--- BEGIN Input records ---
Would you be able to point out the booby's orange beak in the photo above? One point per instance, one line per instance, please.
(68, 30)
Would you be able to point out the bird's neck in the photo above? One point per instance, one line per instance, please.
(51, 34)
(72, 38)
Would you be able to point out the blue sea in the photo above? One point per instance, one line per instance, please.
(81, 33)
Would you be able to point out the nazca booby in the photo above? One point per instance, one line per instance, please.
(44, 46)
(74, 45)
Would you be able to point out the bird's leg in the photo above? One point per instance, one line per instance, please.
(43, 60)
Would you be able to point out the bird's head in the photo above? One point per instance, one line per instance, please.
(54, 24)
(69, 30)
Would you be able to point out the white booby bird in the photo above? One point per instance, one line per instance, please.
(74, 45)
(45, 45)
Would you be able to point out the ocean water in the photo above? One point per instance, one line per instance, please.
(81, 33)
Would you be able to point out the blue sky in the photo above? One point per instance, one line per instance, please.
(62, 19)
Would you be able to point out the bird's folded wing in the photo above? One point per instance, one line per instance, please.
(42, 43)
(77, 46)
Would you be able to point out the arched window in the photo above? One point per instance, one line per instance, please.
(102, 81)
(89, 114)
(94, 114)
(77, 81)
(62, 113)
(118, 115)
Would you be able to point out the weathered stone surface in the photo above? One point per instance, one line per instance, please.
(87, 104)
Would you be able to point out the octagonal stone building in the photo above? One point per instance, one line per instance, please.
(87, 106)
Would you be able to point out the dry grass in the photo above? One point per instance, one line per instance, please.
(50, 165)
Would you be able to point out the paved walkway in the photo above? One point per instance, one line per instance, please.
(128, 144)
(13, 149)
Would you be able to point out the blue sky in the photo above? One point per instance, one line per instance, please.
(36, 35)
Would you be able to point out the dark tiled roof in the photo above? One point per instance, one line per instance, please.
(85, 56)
--- END Input records ---
> [Task to carry out] Starting at the line that contains "Would you be able to point out the weathered", copy each line exactly through the end of the listing above. Include that first line and the last one, and add nothing.

> [Problem solution]
Would you be able to point out the weathered stone surface in the photo above? One point per instance, one line per instance, please.
(87, 104)
Would you be able to point out the octagonal stone building in the photo above? One point per instance, one line per instance, please.
(87, 106)
Would you be able to point out the dry grass in the photo above? One point per instance, one line per instance, please.
(50, 165)
Would you be able to point out the paved walkway in the photo above? One point per instance, one line per instance, please.
(128, 144)
(13, 149)
Would you be able to point out the blue sky in the photo above? One point per instance, one line per instance, please.
(36, 35)
Would you be able to point out the dark tiled roof in the photo above? One point per instance, one line per instance, please.
(85, 56)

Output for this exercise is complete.